How many lines of the records below contain the string "garage", counting case as significant? Tally them and give only the number.
***** Supplied data
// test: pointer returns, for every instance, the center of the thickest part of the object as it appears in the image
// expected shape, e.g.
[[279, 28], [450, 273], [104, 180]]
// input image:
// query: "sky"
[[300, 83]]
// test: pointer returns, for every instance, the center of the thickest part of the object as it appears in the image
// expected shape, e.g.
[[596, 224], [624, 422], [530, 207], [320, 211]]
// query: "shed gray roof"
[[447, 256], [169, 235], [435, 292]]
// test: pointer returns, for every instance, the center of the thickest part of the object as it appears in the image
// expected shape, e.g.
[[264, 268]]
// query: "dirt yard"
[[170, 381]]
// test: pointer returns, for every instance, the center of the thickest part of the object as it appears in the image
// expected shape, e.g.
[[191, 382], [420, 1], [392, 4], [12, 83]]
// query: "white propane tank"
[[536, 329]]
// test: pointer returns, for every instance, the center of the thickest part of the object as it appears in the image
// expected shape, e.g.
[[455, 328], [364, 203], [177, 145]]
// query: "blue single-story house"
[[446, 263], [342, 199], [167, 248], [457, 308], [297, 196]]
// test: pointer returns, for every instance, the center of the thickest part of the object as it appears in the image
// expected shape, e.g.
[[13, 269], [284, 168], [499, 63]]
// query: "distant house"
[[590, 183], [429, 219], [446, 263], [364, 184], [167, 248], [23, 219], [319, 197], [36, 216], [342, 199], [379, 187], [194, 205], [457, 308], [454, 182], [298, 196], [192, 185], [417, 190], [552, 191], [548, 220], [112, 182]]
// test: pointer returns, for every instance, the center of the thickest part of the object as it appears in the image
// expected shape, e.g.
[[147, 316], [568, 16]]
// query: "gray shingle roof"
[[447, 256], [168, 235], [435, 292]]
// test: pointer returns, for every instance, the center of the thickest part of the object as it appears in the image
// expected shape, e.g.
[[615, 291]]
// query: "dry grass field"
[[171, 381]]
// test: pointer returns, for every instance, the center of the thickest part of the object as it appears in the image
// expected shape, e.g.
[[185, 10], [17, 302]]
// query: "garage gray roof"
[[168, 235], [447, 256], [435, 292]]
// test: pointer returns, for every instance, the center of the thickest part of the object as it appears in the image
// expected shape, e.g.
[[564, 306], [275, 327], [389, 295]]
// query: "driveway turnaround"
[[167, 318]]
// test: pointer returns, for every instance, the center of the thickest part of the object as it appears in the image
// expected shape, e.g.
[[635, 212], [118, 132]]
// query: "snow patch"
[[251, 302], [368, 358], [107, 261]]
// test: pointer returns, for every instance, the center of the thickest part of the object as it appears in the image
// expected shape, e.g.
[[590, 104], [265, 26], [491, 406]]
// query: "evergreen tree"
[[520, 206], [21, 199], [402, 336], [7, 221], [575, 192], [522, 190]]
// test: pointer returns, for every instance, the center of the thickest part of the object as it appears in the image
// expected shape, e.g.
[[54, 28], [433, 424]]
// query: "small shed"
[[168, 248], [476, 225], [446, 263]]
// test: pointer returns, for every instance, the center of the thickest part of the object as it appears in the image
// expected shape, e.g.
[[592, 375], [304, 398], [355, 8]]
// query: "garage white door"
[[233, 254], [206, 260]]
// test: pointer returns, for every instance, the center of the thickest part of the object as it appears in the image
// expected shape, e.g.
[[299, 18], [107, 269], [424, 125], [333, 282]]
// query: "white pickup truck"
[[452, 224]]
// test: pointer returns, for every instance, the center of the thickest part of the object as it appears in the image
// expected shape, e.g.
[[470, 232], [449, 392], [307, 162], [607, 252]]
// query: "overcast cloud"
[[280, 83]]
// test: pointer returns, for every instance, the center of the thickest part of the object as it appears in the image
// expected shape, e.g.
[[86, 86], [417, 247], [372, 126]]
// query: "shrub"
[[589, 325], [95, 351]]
**********
Answer to this exercise:
2